Task: The copy you return should hold only the lines from the top of the data below through the line with "pale pink rose using the picture above.", each duplicated exactly and with no pictures.

*** Recorded information ***

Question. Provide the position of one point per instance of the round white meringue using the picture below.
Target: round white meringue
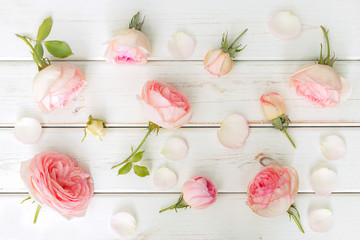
(285, 25)
(333, 147)
(164, 178)
(321, 220)
(181, 46)
(233, 131)
(175, 148)
(27, 130)
(124, 224)
(323, 181)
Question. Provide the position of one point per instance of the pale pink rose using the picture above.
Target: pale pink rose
(55, 180)
(273, 190)
(199, 192)
(273, 105)
(318, 83)
(164, 105)
(56, 85)
(129, 46)
(218, 62)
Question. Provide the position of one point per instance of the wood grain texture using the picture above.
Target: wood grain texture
(87, 26)
(111, 92)
(230, 170)
(228, 218)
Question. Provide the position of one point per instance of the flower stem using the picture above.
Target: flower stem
(288, 136)
(37, 213)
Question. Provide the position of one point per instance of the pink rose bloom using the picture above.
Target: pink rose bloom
(273, 190)
(56, 85)
(199, 192)
(129, 46)
(164, 105)
(55, 180)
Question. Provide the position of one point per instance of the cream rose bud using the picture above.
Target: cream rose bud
(218, 63)
(129, 46)
(273, 105)
(56, 85)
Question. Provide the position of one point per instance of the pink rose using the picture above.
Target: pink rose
(164, 105)
(197, 192)
(56, 85)
(128, 46)
(55, 180)
(273, 190)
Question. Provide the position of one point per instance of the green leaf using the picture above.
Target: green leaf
(138, 156)
(39, 50)
(58, 49)
(141, 171)
(125, 169)
(44, 29)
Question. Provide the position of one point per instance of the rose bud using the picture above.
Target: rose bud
(129, 45)
(96, 127)
(320, 83)
(56, 85)
(273, 191)
(274, 110)
(55, 180)
(219, 61)
(197, 193)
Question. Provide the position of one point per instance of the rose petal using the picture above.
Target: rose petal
(164, 178)
(321, 220)
(323, 181)
(175, 148)
(123, 223)
(28, 130)
(333, 147)
(181, 46)
(284, 25)
(233, 131)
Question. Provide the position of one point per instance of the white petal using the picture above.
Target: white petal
(233, 131)
(28, 130)
(333, 147)
(346, 89)
(285, 25)
(123, 223)
(175, 148)
(321, 220)
(181, 46)
(164, 178)
(323, 181)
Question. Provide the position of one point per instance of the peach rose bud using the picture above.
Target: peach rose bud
(129, 46)
(219, 61)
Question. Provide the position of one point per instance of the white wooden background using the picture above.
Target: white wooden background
(264, 66)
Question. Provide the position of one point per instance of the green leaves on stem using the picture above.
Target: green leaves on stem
(180, 204)
(56, 48)
(231, 49)
(295, 215)
(136, 156)
(328, 60)
(282, 124)
(134, 23)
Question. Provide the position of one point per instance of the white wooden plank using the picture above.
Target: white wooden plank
(87, 26)
(111, 93)
(230, 170)
(228, 218)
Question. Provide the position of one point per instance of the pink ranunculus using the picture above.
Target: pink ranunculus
(55, 180)
(56, 85)
(164, 105)
(129, 46)
(199, 192)
(318, 83)
(273, 190)
(218, 62)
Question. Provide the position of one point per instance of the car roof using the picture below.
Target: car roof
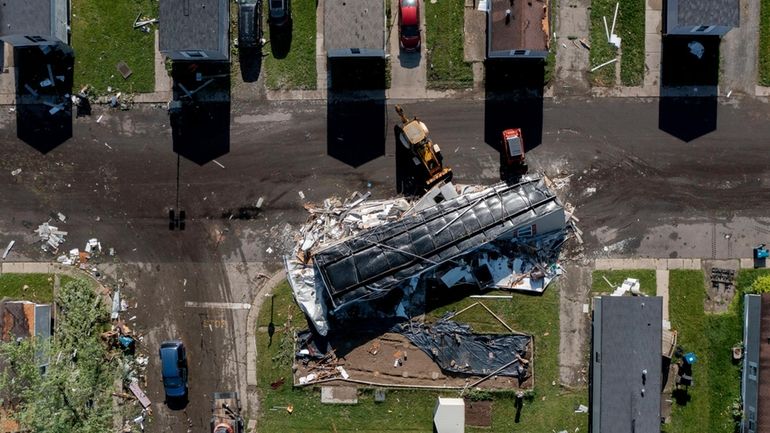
(171, 343)
(168, 360)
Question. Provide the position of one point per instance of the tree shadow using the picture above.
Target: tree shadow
(688, 86)
(200, 111)
(280, 39)
(514, 99)
(356, 110)
(44, 77)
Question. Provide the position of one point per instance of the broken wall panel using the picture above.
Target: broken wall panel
(434, 235)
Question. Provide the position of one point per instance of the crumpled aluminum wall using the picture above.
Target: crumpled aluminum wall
(371, 264)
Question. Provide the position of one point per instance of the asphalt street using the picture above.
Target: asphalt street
(637, 191)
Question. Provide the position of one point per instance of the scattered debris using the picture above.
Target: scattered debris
(139, 395)
(8, 249)
(604, 64)
(51, 236)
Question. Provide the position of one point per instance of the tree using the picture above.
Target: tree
(761, 285)
(74, 395)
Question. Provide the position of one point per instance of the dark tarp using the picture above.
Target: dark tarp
(451, 345)
(458, 350)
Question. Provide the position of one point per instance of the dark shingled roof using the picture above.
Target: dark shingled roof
(627, 340)
(28, 17)
(192, 25)
(708, 13)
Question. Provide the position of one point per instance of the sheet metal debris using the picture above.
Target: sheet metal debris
(51, 237)
(363, 258)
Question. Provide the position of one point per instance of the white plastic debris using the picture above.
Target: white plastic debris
(8, 249)
(343, 373)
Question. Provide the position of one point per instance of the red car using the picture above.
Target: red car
(409, 24)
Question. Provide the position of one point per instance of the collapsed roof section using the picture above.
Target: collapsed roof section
(370, 265)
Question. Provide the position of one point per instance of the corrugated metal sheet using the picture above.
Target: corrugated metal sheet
(371, 264)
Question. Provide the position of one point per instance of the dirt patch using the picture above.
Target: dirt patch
(375, 362)
(478, 413)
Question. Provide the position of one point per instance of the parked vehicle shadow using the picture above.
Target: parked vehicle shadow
(688, 86)
(514, 99)
(355, 110)
(200, 111)
(250, 61)
(280, 39)
(43, 111)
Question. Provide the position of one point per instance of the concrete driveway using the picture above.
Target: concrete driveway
(407, 70)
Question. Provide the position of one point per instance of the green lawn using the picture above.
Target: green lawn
(550, 408)
(103, 35)
(646, 279)
(290, 60)
(630, 27)
(764, 43)
(711, 337)
(444, 22)
(39, 287)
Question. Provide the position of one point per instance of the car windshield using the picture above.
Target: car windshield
(172, 382)
(410, 31)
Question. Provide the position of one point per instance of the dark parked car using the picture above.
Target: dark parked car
(173, 364)
(249, 23)
(280, 12)
(409, 24)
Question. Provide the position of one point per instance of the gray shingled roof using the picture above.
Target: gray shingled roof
(627, 340)
(25, 17)
(708, 13)
(194, 25)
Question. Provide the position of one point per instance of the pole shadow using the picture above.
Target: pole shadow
(514, 99)
(250, 61)
(688, 87)
(355, 110)
(200, 111)
(44, 77)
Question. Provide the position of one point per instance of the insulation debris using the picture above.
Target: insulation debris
(51, 237)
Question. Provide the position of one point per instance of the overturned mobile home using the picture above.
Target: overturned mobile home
(503, 236)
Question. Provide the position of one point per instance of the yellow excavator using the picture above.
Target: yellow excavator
(413, 135)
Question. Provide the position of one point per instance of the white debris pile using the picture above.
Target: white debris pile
(51, 237)
(338, 220)
(630, 285)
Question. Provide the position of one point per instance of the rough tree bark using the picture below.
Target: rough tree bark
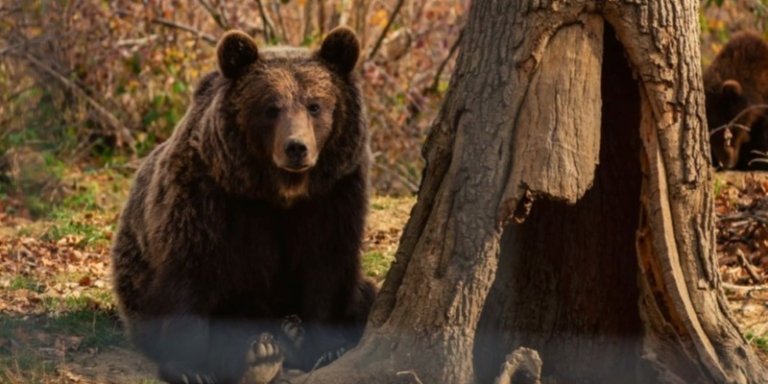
(565, 207)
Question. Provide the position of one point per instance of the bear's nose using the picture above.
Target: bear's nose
(296, 151)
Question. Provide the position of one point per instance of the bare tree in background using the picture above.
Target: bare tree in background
(566, 207)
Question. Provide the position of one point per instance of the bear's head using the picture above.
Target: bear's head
(289, 121)
(729, 123)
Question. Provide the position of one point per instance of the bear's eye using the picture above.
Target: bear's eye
(314, 109)
(272, 112)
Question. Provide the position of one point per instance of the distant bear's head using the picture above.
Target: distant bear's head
(291, 118)
(729, 123)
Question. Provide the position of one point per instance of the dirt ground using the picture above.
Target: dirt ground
(58, 323)
(57, 317)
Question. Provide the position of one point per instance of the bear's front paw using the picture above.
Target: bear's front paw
(264, 360)
(176, 374)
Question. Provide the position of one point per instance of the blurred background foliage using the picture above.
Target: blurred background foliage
(96, 84)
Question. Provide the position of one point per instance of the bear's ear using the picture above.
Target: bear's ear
(340, 49)
(235, 52)
(731, 88)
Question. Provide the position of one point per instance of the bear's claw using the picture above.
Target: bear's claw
(176, 375)
(264, 360)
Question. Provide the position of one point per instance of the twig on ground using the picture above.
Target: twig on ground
(746, 265)
(411, 374)
(744, 291)
(384, 32)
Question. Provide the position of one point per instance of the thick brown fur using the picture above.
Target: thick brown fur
(218, 242)
(738, 79)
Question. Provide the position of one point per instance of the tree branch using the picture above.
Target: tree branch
(269, 27)
(122, 133)
(172, 24)
(218, 15)
(436, 80)
(386, 29)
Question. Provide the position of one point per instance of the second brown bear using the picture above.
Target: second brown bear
(252, 211)
(736, 90)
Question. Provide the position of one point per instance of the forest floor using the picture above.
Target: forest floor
(58, 322)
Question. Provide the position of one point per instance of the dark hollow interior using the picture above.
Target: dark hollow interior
(567, 279)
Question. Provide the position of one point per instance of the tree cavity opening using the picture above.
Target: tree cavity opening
(567, 280)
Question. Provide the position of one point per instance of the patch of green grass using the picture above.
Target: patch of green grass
(376, 264)
(25, 282)
(89, 234)
(760, 342)
(34, 343)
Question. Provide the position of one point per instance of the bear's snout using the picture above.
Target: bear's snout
(296, 152)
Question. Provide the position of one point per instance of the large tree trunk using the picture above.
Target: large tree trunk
(565, 207)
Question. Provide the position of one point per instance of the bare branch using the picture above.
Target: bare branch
(172, 24)
(122, 133)
(455, 47)
(217, 14)
(386, 29)
(269, 27)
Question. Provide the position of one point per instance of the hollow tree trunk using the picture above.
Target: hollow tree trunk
(565, 207)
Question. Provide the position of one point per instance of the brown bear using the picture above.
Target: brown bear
(251, 212)
(735, 86)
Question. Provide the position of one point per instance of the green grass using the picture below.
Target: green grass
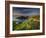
(28, 24)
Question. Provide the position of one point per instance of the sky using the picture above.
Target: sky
(26, 11)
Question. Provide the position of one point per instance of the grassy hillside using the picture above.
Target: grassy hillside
(31, 23)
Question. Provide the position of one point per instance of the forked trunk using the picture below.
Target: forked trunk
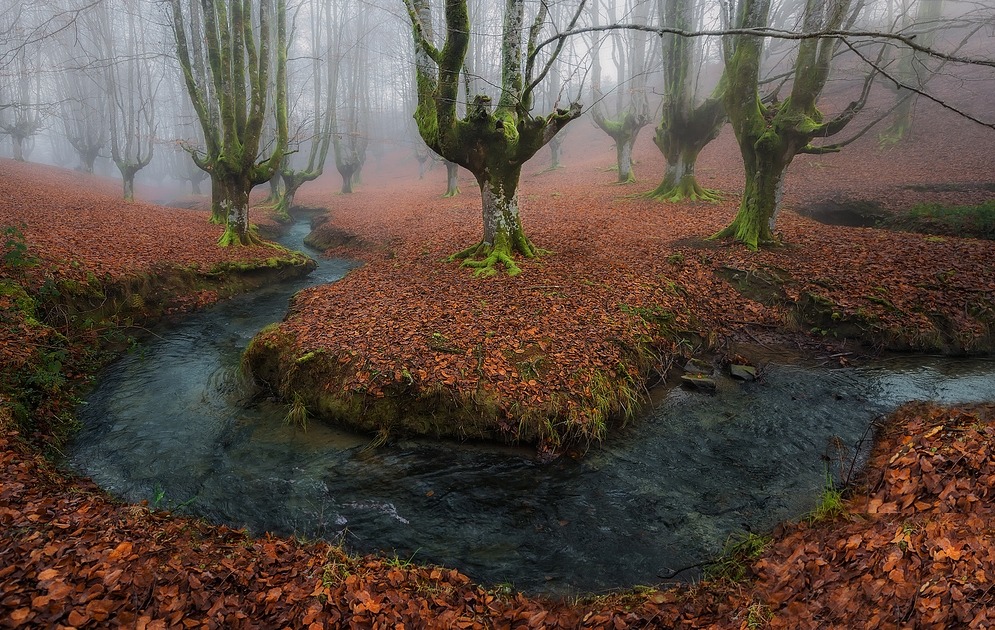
(86, 161)
(129, 186)
(502, 222)
(555, 152)
(754, 223)
(348, 172)
(19, 149)
(623, 156)
(503, 233)
(679, 181)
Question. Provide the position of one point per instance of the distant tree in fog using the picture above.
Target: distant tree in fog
(131, 80)
(313, 110)
(491, 140)
(351, 87)
(623, 114)
(687, 122)
(771, 133)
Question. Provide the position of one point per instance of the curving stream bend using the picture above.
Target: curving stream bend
(173, 424)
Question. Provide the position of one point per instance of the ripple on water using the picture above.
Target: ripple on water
(173, 421)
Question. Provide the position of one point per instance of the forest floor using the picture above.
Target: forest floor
(912, 545)
(630, 287)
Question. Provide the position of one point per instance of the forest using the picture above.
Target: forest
(521, 314)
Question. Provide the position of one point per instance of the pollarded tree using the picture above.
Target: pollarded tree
(686, 125)
(227, 53)
(492, 142)
(630, 54)
(21, 109)
(132, 85)
(314, 128)
(83, 112)
(770, 134)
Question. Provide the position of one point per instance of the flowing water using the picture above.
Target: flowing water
(172, 424)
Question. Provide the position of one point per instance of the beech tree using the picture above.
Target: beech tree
(83, 111)
(314, 117)
(771, 133)
(687, 124)
(131, 84)
(492, 141)
(227, 52)
(22, 110)
(631, 106)
(350, 94)
(912, 67)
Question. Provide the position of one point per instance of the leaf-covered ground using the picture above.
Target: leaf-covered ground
(915, 548)
(631, 282)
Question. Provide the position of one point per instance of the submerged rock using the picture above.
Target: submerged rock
(743, 372)
(699, 381)
(697, 366)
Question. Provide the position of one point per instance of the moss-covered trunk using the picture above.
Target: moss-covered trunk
(452, 179)
(555, 153)
(347, 171)
(623, 158)
(503, 233)
(234, 203)
(761, 203)
(681, 135)
(128, 180)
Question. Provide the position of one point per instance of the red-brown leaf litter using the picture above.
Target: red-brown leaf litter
(913, 547)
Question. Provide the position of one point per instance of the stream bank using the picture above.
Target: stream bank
(177, 426)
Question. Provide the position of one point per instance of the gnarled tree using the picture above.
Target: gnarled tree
(631, 106)
(686, 126)
(492, 142)
(770, 134)
(227, 77)
(314, 124)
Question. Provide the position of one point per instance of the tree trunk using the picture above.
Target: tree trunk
(555, 153)
(623, 157)
(87, 159)
(503, 233)
(235, 204)
(218, 214)
(346, 173)
(286, 202)
(679, 181)
(18, 143)
(129, 185)
(452, 179)
(765, 169)
(900, 126)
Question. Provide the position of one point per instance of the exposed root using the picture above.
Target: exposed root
(688, 189)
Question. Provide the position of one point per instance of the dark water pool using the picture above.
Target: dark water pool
(172, 424)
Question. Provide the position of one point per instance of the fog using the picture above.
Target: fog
(97, 85)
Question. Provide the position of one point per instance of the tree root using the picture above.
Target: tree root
(231, 238)
(683, 191)
(752, 241)
(484, 259)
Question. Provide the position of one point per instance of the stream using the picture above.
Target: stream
(173, 423)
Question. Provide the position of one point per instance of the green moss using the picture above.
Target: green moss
(22, 301)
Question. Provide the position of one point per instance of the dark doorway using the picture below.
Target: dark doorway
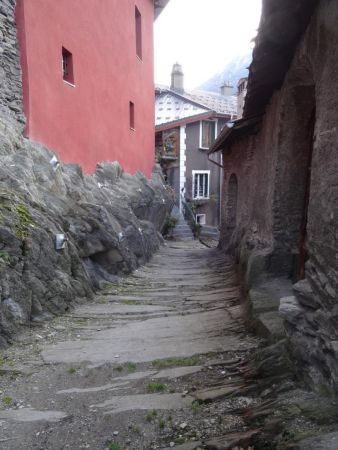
(303, 253)
(232, 201)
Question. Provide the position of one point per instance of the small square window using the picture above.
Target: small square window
(132, 115)
(208, 133)
(201, 219)
(200, 184)
(67, 66)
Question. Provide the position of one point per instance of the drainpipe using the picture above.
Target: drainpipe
(221, 166)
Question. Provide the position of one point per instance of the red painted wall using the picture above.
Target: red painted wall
(89, 123)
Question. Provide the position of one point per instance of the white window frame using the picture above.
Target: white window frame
(204, 220)
(200, 172)
(201, 130)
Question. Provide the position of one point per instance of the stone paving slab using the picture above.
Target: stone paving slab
(149, 340)
(92, 370)
(144, 401)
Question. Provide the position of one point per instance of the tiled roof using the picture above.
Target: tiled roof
(216, 102)
(171, 106)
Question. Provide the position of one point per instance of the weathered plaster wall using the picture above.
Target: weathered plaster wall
(272, 169)
(89, 123)
(198, 160)
(252, 159)
(111, 218)
(312, 318)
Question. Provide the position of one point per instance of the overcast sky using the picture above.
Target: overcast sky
(203, 35)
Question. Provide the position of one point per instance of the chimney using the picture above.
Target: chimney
(177, 79)
(226, 89)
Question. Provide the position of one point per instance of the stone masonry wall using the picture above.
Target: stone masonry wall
(311, 318)
(10, 68)
(252, 160)
(297, 141)
(111, 220)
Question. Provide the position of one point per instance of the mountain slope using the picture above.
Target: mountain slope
(232, 72)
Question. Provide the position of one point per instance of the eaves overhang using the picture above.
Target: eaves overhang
(187, 120)
(234, 130)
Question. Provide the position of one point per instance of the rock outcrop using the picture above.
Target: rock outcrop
(111, 221)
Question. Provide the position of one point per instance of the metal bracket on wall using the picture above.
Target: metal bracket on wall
(215, 162)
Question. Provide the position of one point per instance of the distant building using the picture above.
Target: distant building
(88, 79)
(187, 124)
(241, 94)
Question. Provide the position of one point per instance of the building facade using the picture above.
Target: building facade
(88, 79)
(187, 124)
(280, 209)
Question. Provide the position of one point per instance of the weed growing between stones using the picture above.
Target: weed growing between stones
(152, 388)
(129, 366)
(196, 406)
(5, 258)
(25, 220)
(151, 415)
(7, 401)
(175, 362)
(115, 446)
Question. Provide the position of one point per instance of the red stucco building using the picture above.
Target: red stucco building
(88, 79)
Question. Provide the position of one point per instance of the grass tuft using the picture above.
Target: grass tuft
(175, 362)
(156, 387)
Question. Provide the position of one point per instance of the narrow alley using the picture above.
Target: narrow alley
(150, 364)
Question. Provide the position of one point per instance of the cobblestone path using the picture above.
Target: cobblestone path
(150, 364)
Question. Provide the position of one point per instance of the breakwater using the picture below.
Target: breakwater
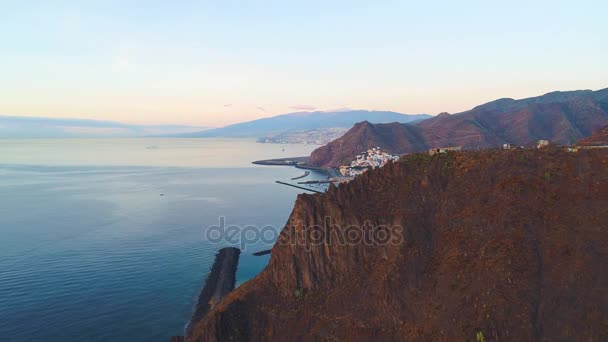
(299, 187)
(293, 161)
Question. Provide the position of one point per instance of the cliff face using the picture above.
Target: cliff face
(509, 244)
(561, 117)
(599, 138)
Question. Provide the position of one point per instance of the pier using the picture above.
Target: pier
(306, 173)
(300, 187)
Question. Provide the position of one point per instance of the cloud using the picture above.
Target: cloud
(303, 107)
(340, 109)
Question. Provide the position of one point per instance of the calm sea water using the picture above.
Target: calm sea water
(91, 251)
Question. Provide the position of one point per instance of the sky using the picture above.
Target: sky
(212, 63)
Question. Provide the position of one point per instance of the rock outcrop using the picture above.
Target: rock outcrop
(220, 281)
(510, 245)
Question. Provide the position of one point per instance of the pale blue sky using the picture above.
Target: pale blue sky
(218, 62)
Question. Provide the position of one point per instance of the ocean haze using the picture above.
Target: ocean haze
(44, 127)
(90, 250)
(304, 121)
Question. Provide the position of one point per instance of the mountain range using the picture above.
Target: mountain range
(41, 127)
(304, 121)
(560, 117)
(598, 138)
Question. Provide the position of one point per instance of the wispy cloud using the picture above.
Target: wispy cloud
(303, 107)
(340, 109)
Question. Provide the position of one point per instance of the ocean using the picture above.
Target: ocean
(104, 239)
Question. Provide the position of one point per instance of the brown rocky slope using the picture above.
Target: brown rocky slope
(599, 138)
(512, 245)
(561, 117)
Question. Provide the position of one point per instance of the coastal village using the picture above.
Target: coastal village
(370, 159)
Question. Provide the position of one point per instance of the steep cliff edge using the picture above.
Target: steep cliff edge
(512, 245)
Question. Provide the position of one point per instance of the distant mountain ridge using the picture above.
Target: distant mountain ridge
(44, 127)
(303, 121)
(561, 117)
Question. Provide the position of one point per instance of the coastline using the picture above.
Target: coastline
(220, 281)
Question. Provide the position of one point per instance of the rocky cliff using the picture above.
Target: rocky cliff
(509, 245)
(561, 117)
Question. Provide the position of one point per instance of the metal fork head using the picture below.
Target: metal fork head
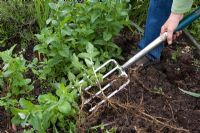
(109, 89)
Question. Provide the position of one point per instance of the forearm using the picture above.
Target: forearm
(181, 6)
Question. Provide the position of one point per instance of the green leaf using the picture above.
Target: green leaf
(46, 98)
(7, 73)
(89, 48)
(89, 63)
(107, 36)
(53, 6)
(94, 16)
(191, 93)
(64, 107)
(25, 104)
(84, 55)
(71, 76)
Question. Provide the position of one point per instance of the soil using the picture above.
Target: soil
(153, 102)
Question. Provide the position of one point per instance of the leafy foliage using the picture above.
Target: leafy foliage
(42, 11)
(12, 74)
(16, 22)
(79, 35)
(50, 110)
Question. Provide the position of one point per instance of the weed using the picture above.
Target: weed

*** End of Recorded information ***

Task output:
Question. Provide the position of one point per instance of the round white meringue using the picture below.
Target: round white meringue
(285, 25)
(333, 147)
(164, 178)
(321, 220)
(181, 46)
(233, 131)
(175, 148)
(27, 130)
(124, 224)
(323, 181)
Question. Provide the position of one point per instance of the pale pink rose using the picture above.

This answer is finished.